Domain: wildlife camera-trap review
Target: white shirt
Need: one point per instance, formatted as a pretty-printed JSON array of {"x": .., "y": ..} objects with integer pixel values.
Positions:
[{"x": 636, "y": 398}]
━━━━━━━━
▶ **ZADANE POLECENIE**
Przepisz wiernie wszystkie powyższe wpisy, linijka po linijce.

▶ **WYKONANE ZADANIE**
Domain: wildlife camera-trap review
Target: white shirt
Need: one point per instance, formatted as a pretty-printed JSON array of {"x": .., "y": ..} objects with integer pixel values.
Positions:
[{"x": 636, "y": 398}]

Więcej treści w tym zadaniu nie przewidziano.